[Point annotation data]
------------------------------------------------------------------------
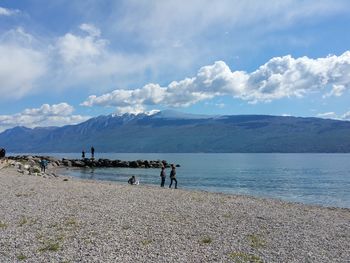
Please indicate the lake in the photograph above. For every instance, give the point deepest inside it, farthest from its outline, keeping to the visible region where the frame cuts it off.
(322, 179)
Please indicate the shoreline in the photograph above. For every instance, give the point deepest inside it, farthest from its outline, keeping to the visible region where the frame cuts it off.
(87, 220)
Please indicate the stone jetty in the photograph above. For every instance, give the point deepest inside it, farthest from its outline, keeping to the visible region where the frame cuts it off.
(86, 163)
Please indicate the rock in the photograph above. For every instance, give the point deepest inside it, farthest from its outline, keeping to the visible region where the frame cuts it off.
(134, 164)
------------------------------------------------------------------------
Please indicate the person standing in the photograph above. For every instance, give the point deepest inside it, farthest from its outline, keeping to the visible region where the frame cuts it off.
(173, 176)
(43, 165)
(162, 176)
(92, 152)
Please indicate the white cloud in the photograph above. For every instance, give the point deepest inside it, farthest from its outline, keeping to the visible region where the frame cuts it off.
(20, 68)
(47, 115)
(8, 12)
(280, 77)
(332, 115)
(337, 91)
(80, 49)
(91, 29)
------------------------------------------------------------------------
* TASK TO COMPLETE
How many lines of the material contain the word "every"? Reply with the number alone.

* ANSWER BELOW
6